SOURCE EXTRACT

=====

20 frogs in one go Several new frog species discovered on Madagascar
Biologists are working against the clock as our planet’s biodiversity dwindles: Many fascinating organisms will disappear from the face of the earth without their existence ever being known. Only their discovery enables research into their distribution and conservation. An international team led by Professor Miguel Vences from Technische Universität Braunschweig has now made a huge stride towards a better understanding of the diversity of amphibians. In the rainforest of Madagascar, the researchers discovered no less than 20 new species of frogs and report on their findings in the journal “Megataxa”.
The newly discovered frogs all belong to the subgenus Brygoomantis, which is only found on Madagascar, an island nation off the south-eastern coast of Africa. Until now, only a little more than a dozen species were known from this subgenus of frogs – now there are 35. These inconspicuous brown frogs are very common in Madagascar’s rainforests, but the different species are difficult to distinguish at first glance. For this reason, it was necessary to include modern molecular genetic methods in the work.

=====

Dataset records
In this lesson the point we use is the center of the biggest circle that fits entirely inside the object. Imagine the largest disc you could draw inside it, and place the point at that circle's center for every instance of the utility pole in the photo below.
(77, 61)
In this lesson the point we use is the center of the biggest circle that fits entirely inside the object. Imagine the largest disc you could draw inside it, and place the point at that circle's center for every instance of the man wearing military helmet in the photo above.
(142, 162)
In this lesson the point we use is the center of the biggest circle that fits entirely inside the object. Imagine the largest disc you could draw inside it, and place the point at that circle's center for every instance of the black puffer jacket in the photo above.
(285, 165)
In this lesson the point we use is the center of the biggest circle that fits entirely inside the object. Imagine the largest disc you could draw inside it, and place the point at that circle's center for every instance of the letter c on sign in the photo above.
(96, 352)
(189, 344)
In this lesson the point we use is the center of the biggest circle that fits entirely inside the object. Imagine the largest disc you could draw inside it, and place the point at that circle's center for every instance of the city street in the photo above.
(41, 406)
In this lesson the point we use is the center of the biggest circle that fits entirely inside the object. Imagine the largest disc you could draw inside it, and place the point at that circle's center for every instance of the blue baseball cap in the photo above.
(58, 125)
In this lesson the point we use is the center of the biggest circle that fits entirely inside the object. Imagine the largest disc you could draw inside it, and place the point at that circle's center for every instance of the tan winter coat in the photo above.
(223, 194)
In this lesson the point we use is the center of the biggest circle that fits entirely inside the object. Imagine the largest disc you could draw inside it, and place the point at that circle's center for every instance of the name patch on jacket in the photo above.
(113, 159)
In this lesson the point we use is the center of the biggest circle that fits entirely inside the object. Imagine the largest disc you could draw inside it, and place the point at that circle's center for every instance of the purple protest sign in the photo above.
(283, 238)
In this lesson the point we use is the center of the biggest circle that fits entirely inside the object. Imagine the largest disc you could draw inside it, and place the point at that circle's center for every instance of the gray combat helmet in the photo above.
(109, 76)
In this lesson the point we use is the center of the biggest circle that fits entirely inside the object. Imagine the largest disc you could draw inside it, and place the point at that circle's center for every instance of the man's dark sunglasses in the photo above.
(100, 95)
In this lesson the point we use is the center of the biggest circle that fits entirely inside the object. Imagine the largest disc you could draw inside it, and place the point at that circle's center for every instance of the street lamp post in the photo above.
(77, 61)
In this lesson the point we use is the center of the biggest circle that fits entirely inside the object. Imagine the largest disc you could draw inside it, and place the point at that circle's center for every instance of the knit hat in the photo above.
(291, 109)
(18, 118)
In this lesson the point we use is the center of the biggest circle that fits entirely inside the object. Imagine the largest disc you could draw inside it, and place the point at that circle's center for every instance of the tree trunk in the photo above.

=====

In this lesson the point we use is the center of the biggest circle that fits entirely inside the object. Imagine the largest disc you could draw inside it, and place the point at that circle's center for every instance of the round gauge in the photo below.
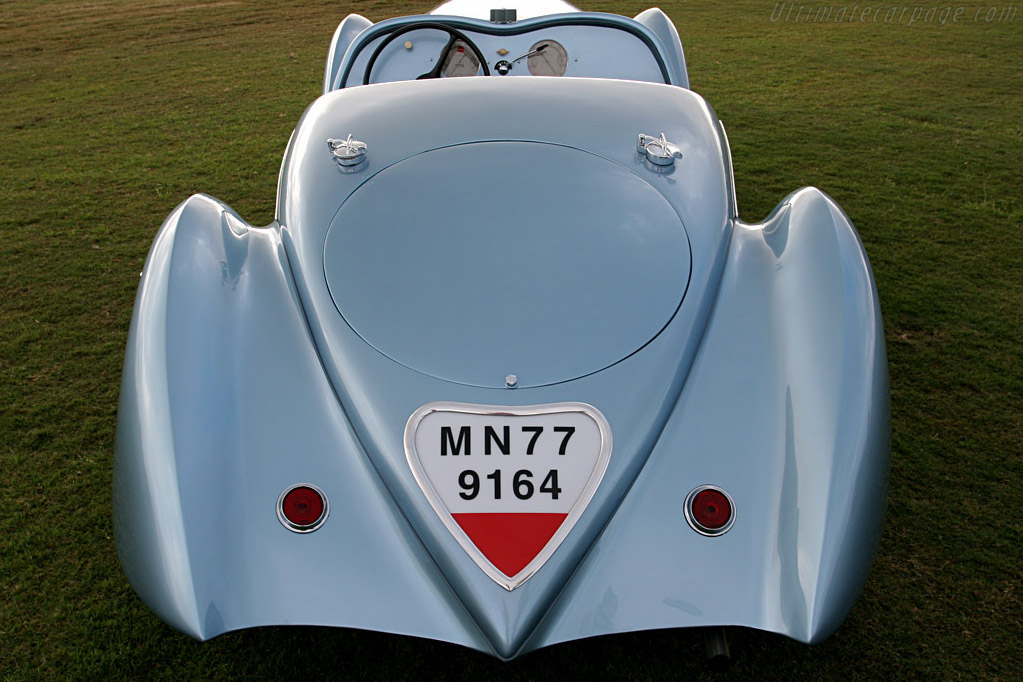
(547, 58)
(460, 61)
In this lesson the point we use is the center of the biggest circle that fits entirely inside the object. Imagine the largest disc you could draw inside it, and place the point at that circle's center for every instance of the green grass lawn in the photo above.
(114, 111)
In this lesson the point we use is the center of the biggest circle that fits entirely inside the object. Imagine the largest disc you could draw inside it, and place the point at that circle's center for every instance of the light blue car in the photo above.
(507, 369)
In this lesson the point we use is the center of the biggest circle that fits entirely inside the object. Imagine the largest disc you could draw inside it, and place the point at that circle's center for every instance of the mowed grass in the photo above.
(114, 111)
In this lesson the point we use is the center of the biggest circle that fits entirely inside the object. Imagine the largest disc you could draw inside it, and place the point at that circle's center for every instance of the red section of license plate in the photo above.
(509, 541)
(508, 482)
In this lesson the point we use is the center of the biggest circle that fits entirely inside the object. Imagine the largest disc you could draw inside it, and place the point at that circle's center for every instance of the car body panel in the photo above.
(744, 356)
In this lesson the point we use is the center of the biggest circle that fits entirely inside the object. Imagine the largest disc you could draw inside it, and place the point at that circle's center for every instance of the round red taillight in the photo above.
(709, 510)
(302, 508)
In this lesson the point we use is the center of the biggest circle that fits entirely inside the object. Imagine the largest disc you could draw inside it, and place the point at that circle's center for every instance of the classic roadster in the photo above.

=====

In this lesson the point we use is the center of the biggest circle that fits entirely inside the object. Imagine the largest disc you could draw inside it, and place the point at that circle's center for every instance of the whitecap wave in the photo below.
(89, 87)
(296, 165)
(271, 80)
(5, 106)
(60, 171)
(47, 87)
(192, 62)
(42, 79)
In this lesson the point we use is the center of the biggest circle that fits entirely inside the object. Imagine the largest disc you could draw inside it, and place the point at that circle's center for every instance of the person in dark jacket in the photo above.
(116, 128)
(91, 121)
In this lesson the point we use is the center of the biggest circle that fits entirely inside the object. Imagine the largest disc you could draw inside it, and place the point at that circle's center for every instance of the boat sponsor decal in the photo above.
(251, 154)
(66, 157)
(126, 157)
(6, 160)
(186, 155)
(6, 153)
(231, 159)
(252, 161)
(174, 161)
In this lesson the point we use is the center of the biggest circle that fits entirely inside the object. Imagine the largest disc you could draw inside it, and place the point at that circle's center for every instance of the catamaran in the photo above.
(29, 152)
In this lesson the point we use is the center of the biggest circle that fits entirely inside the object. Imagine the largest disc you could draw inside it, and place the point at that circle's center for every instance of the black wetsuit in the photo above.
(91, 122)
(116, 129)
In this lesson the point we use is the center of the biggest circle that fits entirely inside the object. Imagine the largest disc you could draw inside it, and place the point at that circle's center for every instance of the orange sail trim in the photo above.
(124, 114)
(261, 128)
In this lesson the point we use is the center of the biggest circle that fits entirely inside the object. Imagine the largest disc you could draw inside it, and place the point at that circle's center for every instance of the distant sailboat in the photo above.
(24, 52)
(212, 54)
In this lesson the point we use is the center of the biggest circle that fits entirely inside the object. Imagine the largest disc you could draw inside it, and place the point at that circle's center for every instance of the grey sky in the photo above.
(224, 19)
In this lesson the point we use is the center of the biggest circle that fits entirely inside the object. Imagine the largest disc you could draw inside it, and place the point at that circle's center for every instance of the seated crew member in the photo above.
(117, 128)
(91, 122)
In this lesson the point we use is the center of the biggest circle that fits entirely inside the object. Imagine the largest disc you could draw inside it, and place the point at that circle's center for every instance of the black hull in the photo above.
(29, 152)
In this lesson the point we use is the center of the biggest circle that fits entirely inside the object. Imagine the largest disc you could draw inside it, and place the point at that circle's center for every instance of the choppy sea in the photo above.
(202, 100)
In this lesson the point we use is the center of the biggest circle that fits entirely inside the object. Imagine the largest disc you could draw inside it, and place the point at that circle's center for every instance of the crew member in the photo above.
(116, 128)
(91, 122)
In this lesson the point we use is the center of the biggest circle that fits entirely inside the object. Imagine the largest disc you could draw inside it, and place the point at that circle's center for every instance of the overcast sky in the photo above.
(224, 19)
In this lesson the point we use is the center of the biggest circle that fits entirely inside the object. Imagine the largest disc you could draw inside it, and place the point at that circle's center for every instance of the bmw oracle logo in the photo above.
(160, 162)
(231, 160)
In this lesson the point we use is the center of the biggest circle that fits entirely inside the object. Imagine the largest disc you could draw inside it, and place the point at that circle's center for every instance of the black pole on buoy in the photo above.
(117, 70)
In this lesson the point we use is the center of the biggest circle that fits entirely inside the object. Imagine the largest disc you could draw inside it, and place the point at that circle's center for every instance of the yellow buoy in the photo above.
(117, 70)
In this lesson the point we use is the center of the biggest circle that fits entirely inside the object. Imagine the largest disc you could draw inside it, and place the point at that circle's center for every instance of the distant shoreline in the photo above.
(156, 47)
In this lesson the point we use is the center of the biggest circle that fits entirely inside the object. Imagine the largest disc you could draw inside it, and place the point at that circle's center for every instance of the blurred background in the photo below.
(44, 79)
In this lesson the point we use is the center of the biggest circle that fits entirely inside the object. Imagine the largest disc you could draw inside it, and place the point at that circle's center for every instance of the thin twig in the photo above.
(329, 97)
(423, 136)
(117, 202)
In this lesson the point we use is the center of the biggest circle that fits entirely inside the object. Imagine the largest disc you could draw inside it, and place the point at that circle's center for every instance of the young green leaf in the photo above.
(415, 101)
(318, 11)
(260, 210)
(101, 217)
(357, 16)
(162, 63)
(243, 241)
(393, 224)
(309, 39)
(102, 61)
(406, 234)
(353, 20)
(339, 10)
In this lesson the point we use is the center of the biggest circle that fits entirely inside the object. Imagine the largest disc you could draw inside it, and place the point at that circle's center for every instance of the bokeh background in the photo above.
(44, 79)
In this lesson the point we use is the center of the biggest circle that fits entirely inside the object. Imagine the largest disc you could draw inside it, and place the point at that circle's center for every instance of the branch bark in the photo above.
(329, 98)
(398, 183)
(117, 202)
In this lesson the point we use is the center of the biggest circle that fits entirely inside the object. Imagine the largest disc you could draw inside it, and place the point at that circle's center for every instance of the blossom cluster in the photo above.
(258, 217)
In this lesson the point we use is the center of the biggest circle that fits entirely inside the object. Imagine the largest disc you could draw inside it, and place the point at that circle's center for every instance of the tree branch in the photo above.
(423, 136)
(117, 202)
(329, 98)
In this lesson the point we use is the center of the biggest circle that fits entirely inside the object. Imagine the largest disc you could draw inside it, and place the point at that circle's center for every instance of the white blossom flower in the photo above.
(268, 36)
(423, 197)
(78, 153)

=====

PROBLEMS TO SOLVE
1. In the Madagascar frog article, how many species of the subgenus Brygoomantis are known now?
2. Rewrite the Madagascar frog article from "The newly discovered" to "in the work.", putting "plain" in place of "inconspicuous".
3. Carry on the article about the new frog species found on Madagascar from where it stops.

RESULTS OF THE TASKS
1. 35

2.
The newly discovered frogs all belong to the subgenus Brygoomantis, which is only found on Madagascar, an island nation off the south-eastern coast of Africa. Until now, only a little more than a dozen species were known from this subgenus of frogs – now there are 35. These plain brown frogs are very common in Madagascar’s rainforests, but the different species are difficult to distinguish at first glance. For this reason, it was necessary to include modern molecular genetic methods in the work.

3.
Comparison with specimens from the museum
Using so-called “museomics” approaches, it was also possible to check the DNA of old specimens from zoological collections. “These old museum collections were often considered dusty and outmoded. Now we understand that they are enormously important archives of global change,” says Professor Miguel Vences. “The good news from our study is that none of the frog species described from Madagascar over the last 200 years has gone extinct. The bad news is that many of these species have such small ranges that the disappearance of even the smallest forest fragments could mean their permanent extinction,” Vences continues.
Calls like a creaking door
As with most frogs, the males of Brygoomantis emit advertisement calls to attract females, and these calls differ between species. It was these mysterious-sounding calls that put Dr Mark Scherz of the Natural History Museum in Copenhagen, Denmark, the lead author of the study, on the trail of the new species: “The calls typically sound like a creaking door or a gurgling stomach. Only after we were able to catch the hidden calling individuals of these frogs with a lot of patience did we understand that there is often not one species, but up to five different species of Brygoomantis at a stream.”
The team collected data over a long period of time for this work. “This study is also the culmination of decades of field research,” said Dr Frank Glaw from the Zoologische Staatssammlung München in Munich. “Our dataset consists of genetic data from over 1300 frogs, and measurements of several hundred specimens.”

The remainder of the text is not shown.